• **EXERCISE TASK**:
Set down exactly the lines from the one containing "find the grass blade" through the end of the records below, both included, and nothing else.

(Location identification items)
▬▬▬▬▬▬▬▬▬▬

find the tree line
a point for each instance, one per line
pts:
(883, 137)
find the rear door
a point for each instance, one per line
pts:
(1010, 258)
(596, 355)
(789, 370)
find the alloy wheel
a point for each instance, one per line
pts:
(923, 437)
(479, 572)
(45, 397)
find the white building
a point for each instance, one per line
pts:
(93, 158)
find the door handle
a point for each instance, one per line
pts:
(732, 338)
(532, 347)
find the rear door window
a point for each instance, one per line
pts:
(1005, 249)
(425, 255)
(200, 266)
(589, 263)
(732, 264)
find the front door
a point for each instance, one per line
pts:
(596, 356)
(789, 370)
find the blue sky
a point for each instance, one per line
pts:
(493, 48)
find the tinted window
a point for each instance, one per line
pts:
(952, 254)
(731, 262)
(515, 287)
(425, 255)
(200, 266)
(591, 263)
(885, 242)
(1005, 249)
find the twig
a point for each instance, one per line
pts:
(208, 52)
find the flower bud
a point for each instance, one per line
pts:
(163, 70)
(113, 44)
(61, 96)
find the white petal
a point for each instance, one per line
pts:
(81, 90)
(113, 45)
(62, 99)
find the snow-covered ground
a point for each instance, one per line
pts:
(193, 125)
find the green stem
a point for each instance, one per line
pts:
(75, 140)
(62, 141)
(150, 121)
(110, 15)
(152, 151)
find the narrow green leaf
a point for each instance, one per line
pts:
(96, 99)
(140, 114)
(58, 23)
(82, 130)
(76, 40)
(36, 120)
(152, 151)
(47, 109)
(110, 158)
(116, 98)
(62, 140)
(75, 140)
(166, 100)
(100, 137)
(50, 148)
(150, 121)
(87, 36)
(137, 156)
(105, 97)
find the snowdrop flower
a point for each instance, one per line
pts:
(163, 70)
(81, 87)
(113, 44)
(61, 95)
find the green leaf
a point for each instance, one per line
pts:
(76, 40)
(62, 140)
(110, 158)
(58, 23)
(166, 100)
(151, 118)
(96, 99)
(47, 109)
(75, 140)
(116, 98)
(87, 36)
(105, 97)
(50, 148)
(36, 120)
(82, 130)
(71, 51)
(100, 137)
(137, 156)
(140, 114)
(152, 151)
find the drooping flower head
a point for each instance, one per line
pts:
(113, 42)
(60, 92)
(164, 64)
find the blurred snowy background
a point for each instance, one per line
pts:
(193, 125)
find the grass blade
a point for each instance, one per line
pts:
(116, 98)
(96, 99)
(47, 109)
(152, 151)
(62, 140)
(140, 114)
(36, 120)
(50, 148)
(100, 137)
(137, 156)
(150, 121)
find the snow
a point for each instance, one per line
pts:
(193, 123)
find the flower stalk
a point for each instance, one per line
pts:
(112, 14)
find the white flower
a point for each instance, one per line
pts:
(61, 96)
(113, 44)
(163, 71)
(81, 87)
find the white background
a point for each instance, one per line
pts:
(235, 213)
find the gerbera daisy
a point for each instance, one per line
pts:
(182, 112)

▬▬▬▬▬▬▬▬▬▬

• **IN RESPONSE**:
find the grass blade
a point for each instance, one per line
pts:
(116, 98)
(96, 99)
(47, 109)
(152, 151)
(62, 140)
(140, 114)
(36, 120)
(50, 148)
(100, 137)
(137, 156)
(150, 121)
find the snow
a point for each instance, one per line
pts:
(193, 123)
find the flower stalk
a point for each instance, one per line
pts:
(112, 14)
find the white flower
a point for each instance, one per line
pts:
(61, 96)
(113, 44)
(163, 71)
(81, 87)
find the white background
a point for each instance, one per line
pts:
(235, 213)
find the gerbera daisy
a point for each instance, one per line
pts:
(182, 112)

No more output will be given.